◆ Problem details ◆
Reproduce exactly the lines from the one containing "Mark each instance of the textured" through the last line of the records below, both included, and nothing else.

◆ Data section ◆
## Start

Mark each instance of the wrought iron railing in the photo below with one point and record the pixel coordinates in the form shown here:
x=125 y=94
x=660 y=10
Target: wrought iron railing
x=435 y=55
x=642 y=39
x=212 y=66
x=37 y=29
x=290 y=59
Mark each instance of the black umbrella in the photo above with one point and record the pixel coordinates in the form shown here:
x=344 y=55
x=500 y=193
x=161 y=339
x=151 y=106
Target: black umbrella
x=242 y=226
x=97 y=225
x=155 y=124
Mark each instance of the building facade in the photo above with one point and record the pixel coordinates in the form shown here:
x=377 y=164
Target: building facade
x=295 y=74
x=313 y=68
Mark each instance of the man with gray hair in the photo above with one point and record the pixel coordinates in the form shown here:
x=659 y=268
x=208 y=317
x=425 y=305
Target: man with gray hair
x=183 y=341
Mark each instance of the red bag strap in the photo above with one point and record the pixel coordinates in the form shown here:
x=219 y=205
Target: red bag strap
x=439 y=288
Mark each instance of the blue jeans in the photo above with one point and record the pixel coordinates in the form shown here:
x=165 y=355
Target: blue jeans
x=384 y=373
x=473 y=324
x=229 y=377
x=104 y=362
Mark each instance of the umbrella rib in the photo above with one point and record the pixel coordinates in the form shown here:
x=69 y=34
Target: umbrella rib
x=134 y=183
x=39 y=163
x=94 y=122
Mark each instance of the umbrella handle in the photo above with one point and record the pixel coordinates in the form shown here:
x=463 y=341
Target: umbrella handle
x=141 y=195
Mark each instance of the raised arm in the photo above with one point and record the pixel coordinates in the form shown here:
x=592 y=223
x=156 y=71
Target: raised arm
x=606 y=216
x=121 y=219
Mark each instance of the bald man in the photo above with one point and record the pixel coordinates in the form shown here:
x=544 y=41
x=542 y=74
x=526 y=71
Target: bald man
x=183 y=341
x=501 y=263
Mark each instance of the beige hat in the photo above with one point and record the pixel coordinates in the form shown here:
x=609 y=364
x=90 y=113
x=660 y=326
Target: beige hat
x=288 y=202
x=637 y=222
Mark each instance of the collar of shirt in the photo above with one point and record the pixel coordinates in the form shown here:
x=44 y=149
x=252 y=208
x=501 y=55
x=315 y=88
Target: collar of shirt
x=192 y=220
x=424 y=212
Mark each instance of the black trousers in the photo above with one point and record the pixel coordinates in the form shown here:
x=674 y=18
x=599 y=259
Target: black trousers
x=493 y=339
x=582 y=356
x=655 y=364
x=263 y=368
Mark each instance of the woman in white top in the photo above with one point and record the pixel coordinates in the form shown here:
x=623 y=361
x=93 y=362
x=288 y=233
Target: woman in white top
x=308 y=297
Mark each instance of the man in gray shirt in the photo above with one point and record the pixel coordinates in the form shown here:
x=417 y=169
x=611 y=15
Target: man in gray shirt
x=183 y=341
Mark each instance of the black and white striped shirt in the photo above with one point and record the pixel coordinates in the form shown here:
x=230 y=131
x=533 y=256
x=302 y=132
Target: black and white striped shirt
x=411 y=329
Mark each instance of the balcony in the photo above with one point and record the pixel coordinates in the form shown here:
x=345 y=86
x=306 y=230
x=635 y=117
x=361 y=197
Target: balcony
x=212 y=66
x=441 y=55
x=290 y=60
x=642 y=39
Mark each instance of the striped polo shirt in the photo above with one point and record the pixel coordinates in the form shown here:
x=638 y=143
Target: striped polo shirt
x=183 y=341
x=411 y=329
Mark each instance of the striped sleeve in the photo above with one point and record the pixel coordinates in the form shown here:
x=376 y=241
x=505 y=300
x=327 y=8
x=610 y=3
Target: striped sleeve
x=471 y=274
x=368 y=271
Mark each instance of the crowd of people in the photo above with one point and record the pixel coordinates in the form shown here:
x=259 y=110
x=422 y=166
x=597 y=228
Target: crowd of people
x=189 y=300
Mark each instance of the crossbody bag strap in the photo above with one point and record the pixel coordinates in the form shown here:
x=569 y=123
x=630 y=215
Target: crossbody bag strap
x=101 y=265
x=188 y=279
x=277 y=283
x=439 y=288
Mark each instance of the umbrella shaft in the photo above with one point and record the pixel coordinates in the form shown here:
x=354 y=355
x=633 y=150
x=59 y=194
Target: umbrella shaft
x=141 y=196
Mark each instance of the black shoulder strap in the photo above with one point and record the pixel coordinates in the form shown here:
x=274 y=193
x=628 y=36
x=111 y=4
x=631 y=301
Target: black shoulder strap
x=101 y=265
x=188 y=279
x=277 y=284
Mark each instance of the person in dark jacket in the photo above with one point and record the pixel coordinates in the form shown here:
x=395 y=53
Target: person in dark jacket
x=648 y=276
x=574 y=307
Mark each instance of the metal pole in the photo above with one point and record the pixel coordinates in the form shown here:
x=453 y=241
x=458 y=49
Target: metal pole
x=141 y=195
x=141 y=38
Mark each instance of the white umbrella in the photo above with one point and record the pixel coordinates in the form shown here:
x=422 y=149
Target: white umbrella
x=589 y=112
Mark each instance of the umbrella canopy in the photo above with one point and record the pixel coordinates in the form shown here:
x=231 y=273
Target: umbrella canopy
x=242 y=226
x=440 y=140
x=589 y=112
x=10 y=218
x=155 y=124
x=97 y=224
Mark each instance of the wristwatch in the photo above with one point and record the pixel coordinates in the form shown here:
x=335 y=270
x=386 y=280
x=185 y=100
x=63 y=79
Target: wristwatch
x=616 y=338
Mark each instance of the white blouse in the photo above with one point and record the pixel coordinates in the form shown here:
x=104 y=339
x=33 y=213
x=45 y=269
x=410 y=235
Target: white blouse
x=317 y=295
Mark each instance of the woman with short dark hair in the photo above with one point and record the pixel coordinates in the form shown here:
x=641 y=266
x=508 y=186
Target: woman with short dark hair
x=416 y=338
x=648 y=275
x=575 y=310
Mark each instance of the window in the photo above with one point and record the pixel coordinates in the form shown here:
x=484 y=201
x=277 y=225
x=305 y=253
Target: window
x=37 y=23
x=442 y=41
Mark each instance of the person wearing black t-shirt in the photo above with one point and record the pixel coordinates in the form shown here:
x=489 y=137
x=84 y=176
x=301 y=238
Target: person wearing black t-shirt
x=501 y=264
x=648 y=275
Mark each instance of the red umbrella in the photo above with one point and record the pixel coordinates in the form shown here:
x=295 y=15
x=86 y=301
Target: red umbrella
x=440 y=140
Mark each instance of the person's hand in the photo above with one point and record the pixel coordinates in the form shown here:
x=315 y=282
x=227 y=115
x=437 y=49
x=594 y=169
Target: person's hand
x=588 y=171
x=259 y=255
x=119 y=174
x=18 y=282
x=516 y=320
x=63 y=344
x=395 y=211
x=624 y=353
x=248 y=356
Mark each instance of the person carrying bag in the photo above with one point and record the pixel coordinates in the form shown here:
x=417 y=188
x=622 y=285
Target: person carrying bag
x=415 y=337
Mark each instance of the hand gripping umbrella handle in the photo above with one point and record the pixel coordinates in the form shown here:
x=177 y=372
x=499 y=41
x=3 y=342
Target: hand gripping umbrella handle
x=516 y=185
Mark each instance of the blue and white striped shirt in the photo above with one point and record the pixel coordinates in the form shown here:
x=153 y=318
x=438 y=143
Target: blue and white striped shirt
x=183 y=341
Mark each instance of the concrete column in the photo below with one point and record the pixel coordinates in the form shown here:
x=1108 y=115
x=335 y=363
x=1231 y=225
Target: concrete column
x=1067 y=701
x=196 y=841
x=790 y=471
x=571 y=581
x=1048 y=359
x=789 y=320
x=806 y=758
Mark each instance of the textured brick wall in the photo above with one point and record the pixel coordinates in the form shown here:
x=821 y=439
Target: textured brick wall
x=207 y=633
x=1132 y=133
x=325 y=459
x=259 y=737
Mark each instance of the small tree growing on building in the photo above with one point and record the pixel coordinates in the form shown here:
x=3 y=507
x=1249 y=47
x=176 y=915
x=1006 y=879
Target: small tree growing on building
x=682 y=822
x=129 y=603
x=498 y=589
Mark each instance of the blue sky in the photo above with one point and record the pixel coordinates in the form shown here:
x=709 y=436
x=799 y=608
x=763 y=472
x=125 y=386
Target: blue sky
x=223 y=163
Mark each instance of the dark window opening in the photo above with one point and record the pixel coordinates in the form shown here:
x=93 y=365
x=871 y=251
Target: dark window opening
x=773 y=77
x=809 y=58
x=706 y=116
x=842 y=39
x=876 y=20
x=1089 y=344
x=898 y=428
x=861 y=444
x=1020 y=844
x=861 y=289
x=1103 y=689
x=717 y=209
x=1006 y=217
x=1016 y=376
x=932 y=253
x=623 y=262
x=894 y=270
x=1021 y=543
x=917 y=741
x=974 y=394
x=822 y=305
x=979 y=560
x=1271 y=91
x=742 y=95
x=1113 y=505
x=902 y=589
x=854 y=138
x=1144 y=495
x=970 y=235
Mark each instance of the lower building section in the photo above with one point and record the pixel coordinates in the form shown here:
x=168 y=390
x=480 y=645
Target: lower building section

## End

◆ Final answer ◆
Mark each instance of the textured brick wall in the photo above with one point and record the pixel coordinates in the form shown here:
x=821 y=439
Target: textured brick wall
x=207 y=633
x=1132 y=133
x=325 y=459
x=259 y=737
Mark each instance of the small tree growing on building in the photo above with one point and record the pixel coordinates in the form shown here:
x=3 y=507
x=1249 y=47
x=176 y=915
x=1006 y=879
Target: small tree growing on building
x=682 y=822
x=129 y=603
x=498 y=589
Mark each instance of the blue sky in the photo above with one point and record the pixel coordinates in the form shown here:
x=709 y=436
x=799 y=608
x=763 y=472
x=125 y=386
Target: blue sky
x=223 y=163
Mark each instance of the dark window opening in the photo above with one point and record the pixel coordinates in the form shown here:
x=93 y=365
x=871 y=251
Target: dark window opening
x=773 y=77
x=809 y=58
x=706 y=116
x=842 y=39
x=876 y=20
x=1089 y=344
x=898 y=428
x=861 y=444
x=1020 y=844
x=861 y=289
x=1103 y=689
x=717 y=209
x=1006 y=217
x=1016 y=376
x=932 y=253
x=623 y=262
x=894 y=270
x=1021 y=543
x=917 y=741
x=974 y=394
x=822 y=305
x=979 y=560
x=1271 y=91
x=742 y=95
x=1113 y=505
x=902 y=589
x=854 y=138
x=1144 y=495
x=970 y=235
Mark each instance of the lower building section in the photo above with one point and record the pixel coordinates in the form shown here:
x=168 y=390
x=480 y=645
Target: lower building section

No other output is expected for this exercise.